SET PROBLEM: Rewrite the rows below with "dark horse" changed to "black horse" and everything else left as it is. Omit the pictures.

Part of a data file:
== == ==

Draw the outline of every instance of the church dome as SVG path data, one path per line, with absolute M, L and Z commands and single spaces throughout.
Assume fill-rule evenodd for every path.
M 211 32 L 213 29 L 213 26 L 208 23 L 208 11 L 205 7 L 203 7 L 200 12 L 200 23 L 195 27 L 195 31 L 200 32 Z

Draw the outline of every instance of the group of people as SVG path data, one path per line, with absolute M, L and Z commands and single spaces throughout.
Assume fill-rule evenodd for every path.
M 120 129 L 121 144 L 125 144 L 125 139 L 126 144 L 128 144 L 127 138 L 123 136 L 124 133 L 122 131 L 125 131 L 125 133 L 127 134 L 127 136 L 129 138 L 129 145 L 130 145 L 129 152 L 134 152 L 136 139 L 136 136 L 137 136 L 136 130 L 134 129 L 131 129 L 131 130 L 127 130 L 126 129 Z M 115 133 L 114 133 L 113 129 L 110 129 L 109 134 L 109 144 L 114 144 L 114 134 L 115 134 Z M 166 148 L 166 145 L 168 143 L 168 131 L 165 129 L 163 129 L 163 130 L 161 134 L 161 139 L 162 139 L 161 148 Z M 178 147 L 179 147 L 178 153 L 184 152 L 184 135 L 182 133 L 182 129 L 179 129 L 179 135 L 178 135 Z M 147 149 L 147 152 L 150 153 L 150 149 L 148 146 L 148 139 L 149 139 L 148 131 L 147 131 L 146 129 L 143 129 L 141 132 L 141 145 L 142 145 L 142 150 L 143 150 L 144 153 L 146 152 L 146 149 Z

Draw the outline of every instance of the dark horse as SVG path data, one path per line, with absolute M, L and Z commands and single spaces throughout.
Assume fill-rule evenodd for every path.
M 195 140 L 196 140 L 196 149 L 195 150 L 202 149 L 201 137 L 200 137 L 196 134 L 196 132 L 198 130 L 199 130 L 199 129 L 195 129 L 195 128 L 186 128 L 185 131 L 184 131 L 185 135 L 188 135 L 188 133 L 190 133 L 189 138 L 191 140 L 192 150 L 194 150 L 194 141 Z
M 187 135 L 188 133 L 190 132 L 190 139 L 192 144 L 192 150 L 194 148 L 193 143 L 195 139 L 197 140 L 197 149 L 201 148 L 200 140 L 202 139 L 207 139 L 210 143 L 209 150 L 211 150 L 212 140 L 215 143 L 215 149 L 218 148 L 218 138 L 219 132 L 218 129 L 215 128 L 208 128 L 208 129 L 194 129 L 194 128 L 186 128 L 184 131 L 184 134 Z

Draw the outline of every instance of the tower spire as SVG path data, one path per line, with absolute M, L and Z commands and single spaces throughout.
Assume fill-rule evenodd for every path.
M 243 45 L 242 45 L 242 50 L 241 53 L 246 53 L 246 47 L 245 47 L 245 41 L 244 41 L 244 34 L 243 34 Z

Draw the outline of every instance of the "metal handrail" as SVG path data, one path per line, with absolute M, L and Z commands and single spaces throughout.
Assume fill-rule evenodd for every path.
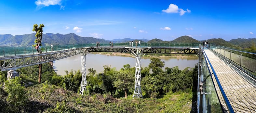
M 204 53 L 205 53 L 204 50 L 203 49 L 203 51 Z M 210 65 L 211 68 L 212 70 L 212 72 L 213 73 L 213 75 L 214 76 L 214 77 L 215 77 L 215 79 L 216 80 L 216 81 L 217 82 L 217 84 L 218 84 L 218 86 L 219 86 L 219 88 L 220 88 L 220 90 L 221 91 L 221 92 L 222 95 L 222 96 L 223 96 L 223 98 L 224 99 L 224 100 L 225 101 L 225 103 L 226 103 L 226 104 L 227 106 L 228 109 L 228 110 L 230 113 L 234 113 L 235 112 L 234 111 L 234 110 L 233 109 L 233 108 L 232 108 L 232 107 L 231 106 L 231 104 L 230 104 L 229 101 L 228 100 L 228 99 L 227 98 L 227 96 L 226 95 L 226 94 L 225 93 L 225 92 L 224 92 L 224 90 L 223 89 L 223 88 L 222 87 L 222 86 L 220 82 L 220 81 L 219 80 L 219 78 L 218 78 L 218 77 L 217 76 L 217 74 L 215 72 L 215 71 L 214 70 L 213 67 L 212 67 L 212 66 L 211 65 L 211 64 L 210 62 L 210 61 L 209 60 L 209 59 L 208 58 L 208 56 L 207 55 L 206 55 L 206 54 L 204 54 L 204 55 L 205 55 L 205 56 L 206 57 L 206 58 L 207 59 L 207 61 L 209 63 L 209 65 Z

== == ==

OUTPUT:
Draw the outline of every instance of the church dome as SVG path data, one path per line, with absolute M, L and Z commands and single spaces throughout.
Assume fill-rule evenodd for every path.
M 211 32 L 213 29 L 213 26 L 208 23 L 208 11 L 205 7 L 203 7 L 200 12 L 200 23 L 195 27 L 195 31 L 200 32 Z

Draw the outline of every instance of the group of people as SVG path data, one path per line, with absolute M, L and Z commands and single spaces throughout.
Assume fill-rule evenodd for every path.
M 120 129 L 121 144 L 125 144 L 125 139 L 126 144 L 128 144 L 127 138 L 123 136 L 124 133 L 122 131 L 125 131 L 125 133 L 127 134 L 127 136 L 129 138 L 129 145 L 130 145 L 129 152 L 134 152 L 136 139 L 136 136 L 137 136 L 136 130 L 134 129 L 131 129 L 131 130 L 127 130 L 126 129 Z M 115 133 L 114 133 L 113 129 L 110 129 L 109 134 L 109 144 L 114 144 L 114 134 L 115 134 Z M 166 148 L 166 145 L 168 143 L 168 131 L 165 129 L 163 129 L 163 130 L 161 134 L 161 139 L 162 139 L 161 148 Z M 178 147 L 179 147 L 178 153 L 184 152 L 184 135 L 182 133 L 182 129 L 179 129 L 179 135 L 178 135 Z M 147 149 L 147 152 L 150 153 L 150 149 L 148 146 L 148 139 L 149 139 L 148 131 L 147 131 L 146 129 L 143 129 L 141 132 L 141 145 L 142 145 L 142 150 L 143 150 L 144 153 L 146 152 L 146 149 Z

Draw the outline of every instance of the black horse as SVG path data, one path per line, with absolute M, L and Z commands and single spaces throughout.
Assume fill-rule evenodd for every path.
M 195 140 L 196 140 L 196 149 L 195 150 L 202 149 L 201 137 L 200 137 L 196 134 L 196 132 L 198 130 L 199 130 L 199 129 L 195 129 L 195 128 L 186 128 L 185 131 L 184 131 L 185 135 L 188 135 L 188 133 L 190 133 L 189 138 L 191 140 L 192 150 L 194 150 L 194 141 Z
M 187 135 L 188 133 L 190 132 L 190 139 L 192 144 L 192 150 L 194 148 L 193 143 L 195 139 L 197 140 L 197 149 L 201 148 L 200 140 L 202 139 L 207 139 L 210 143 L 209 150 L 211 150 L 212 140 L 215 143 L 215 149 L 218 148 L 218 138 L 219 132 L 218 129 L 215 128 L 208 128 L 208 129 L 194 129 L 194 128 L 186 128 L 184 131 L 184 134 Z

Draw the outline of every instance of the tower spire as SVG path data, one path per line, with absolute M, L and Z commands and single spaces throughout.
Assume fill-rule evenodd for every path.
M 243 45 L 242 45 L 242 50 L 241 53 L 246 53 L 246 47 L 245 47 L 245 41 L 244 41 L 244 34 L 243 34 Z

Draw the outline of every instance of the "metal handrail" as SVG path data, one path per line, with absolute M, L and Z commands and single spaces throughout.
Assume fill-rule evenodd for every path.
M 204 53 L 205 53 L 204 50 L 203 49 L 203 51 Z M 210 65 L 211 68 L 212 70 L 212 72 L 213 73 L 213 75 L 214 76 L 214 77 L 215 77 L 215 79 L 216 80 L 216 81 L 217 82 L 217 84 L 218 84 L 218 86 L 219 86 L 219 88 L 220 88 L 220 90 L 221 91 L 221 92 L 222 95 L 222 96 L 223 96 L 223 98 L 224 99 L 224 100 L 225 101 L 225 103 L 226 103 L 226 104 L 227 106 L 228 109 L 228 110 L 230 113 L 234 113 L 235 112 L 234 111 L 234 110 L 233 109 L 233 108 L 232 108 L 232 107 L 231 106 L 231 104 L 230 104 L 229 101 L 228 100 L 228 99 L 227 98 L 227 96 L 226 95 L 226 94 L 225 93 L 225 92 L 224 92 L 224 90 L 223 89 L 223 88 L 222 87 L 222 86 L 220 82 L 220 81 L 219 80 L 219 78 L 218 78 L 218 77 L 217 76 L 217 74 L 215 72 L 215 71 L 214 70 L 213 67 L 212 67 L 212 66 L 211 65 L 211 64 L 210 62 L 210 61 L 209 60 L 209 59 L 208 58 L 208 56 L 207 55 L 206 55 L 206 54 L 204 54 L 204 55 L 205 55 L 205 56 L 206 57 L 206 58 L 207 59 L 207 61 L 209 63 L 209 65 Z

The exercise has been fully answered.